TAREAS PROPUESTAS:
A. Convierte en una lista breve el párrafo del texto sobre el pecado que comienza con «Uno peca por desconocimiento», conservando sus ideas principales.
B. Prosigue el texto sobre el pecado a partir de su última oración.

TEXTO PROPORCIONADO:

****

Uno peca por desconocimiento. No se tiene un prontuario de faltas. Algunas en la que incurrimos no las advertimos, obramos con cándida ignorancia, sin deseo verdadero de caer en ellas. La mayoría de las veces no se peca adrede, no interviene la voluntad de esa delincuencia del espíritu: son los otros los que nos explican la falta que cometimos, no advertida por quien la comete, no por el que atenta contra los preceptos de la moral o contra las leyes de la iglesia. La moralidad es una construcción frágil, no se ha avenido nunca a un consenso, se ha redactado con caligrafía ilegible, con intereses bastardos, con propósitos extraños. Es más fácil pecar en domingo, que es cuando el creyente va más obligadamente a misa y se expone con mayor riesgo a que le reprendan o a que se le exhorte a que confiese sus distracciones espirituales o sus perversiones más íntimas. El acto de contarle a un perfecto desconocido lo que consideras que hiciste mal denota un entusiasta desprendimiento, una disciplinada creencia en la bondad de las personas o en la diligencia de Dios al escucharte. Creer que esa persona es el medio por el cual se te perdonarán tus excesos es una especie de licencia poética.

****

EXTRACTOS DE DATOS:
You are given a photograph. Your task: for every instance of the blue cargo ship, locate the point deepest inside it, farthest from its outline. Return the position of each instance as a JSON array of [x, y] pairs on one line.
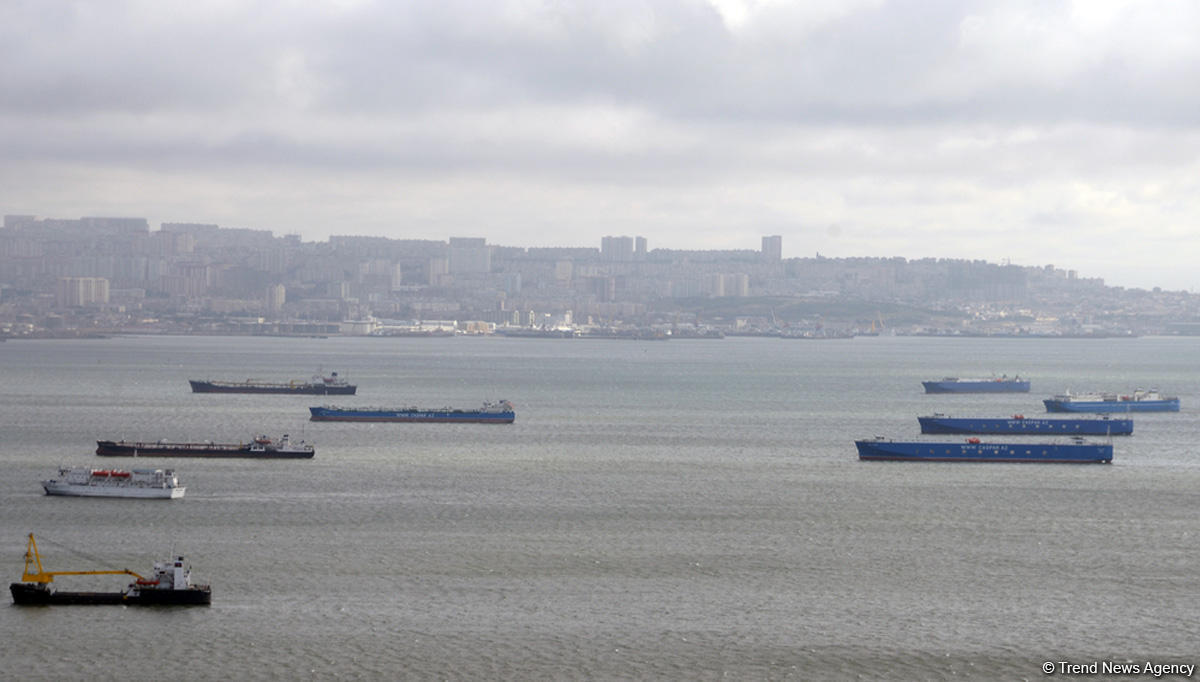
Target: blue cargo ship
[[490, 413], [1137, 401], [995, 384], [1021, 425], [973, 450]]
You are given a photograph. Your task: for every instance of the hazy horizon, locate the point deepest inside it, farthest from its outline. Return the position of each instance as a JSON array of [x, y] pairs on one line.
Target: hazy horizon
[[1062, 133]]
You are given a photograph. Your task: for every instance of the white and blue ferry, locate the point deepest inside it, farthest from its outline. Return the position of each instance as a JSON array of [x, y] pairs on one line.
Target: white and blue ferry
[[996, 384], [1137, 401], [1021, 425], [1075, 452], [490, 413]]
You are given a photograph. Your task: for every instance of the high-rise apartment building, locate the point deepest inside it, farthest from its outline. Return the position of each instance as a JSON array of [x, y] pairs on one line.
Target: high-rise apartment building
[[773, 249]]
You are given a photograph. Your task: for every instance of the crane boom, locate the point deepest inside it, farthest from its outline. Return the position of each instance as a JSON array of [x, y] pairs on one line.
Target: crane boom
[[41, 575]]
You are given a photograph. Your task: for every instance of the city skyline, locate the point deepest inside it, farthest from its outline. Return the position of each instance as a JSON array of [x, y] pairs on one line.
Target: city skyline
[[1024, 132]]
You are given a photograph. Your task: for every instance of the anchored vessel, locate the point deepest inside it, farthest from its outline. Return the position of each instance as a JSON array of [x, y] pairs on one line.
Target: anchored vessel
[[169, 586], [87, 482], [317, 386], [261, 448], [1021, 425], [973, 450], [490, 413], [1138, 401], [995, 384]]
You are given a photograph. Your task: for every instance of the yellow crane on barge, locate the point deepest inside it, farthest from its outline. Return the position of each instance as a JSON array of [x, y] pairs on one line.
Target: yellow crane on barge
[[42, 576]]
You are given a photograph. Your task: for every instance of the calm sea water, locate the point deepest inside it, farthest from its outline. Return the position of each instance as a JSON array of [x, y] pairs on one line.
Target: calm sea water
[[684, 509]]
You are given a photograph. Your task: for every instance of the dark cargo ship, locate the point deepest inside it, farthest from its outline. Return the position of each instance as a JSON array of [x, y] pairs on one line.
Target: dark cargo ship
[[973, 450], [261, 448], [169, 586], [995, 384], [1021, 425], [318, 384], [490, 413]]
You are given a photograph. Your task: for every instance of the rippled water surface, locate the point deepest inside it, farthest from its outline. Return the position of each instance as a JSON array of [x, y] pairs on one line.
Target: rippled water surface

****

RESPUESTAS:
A.
- Con frecuencia se peca por desconocimiento, sin voluntad ni conciencia de la falta; son otros quienes la hacen notar.
- La moral es una construcción frágil, sin consenso, redactada con caligrafía ilegible, intereses bastardos y propósitos extraños.
- Es más fácil pecar en domingo, cuando el creyente va a misa y se arriesga a ser reprendido o exhortado a confesarse.
- Contar las propias faltas a un desconocido revela desprendimiento y confianza en la bondad de las personas o en la diligencia de Dios.
- Creer que esa persona es el medio para obtener el perdón es una especie de licencia poética.

B.
Siempre pensé que podría arrimarse el mismo Dios y escuchar lo que le confío, no un intermediario, un improvisado escuchante de las miserias que te ocupen el corazón y deseen íntimamente ser sancionadas y más tarde condonadas. Mi pecado lo conoce otro, mi pecado no es una cosa ya enteramente mía, pensarán los pecadores. Si he obrado de mala fe (suele decirse así) o he cometido alguna acción contraria a las leyes divinas o las de los hombres, uno podría sincerarse con un amigo o con un familiar, alguien a quien aprecie o de quien espere un buen consejo o un consuelo. El hilo invisible que une al sacerdote con la divinidad es sustancialmente otro al que me une a mí con ella, podría también pensarse. Todo ello en el caso de que exista ese hilo u otro de más arduo procesamiento: el de si existe la divinidad.
Un amigo mío, al que veo poco o casi nada, decía que no tenía conciencia alguna de que pecaba hasta que pisaba una iglesia. Era ahí en donde se le venía abajo la felicidad (ilusoria y frágil) que había creído tener de lunes a sábado. Éramos jóvenes entonces y ya empezábamos a contarnos las cosas del mundo a nuestra inocente manera. Se nos ocurría invitar a Dios a la charla, nos ocupábamos muy seriamente de su presencia, ya fuese para abrazarlo (era una opción) o de repudiarlo (era otra, tal vez más aplaudida o aceptada). Todos somos teólogos y no se precisa el concurso de la fe para ejercer dicho cargo.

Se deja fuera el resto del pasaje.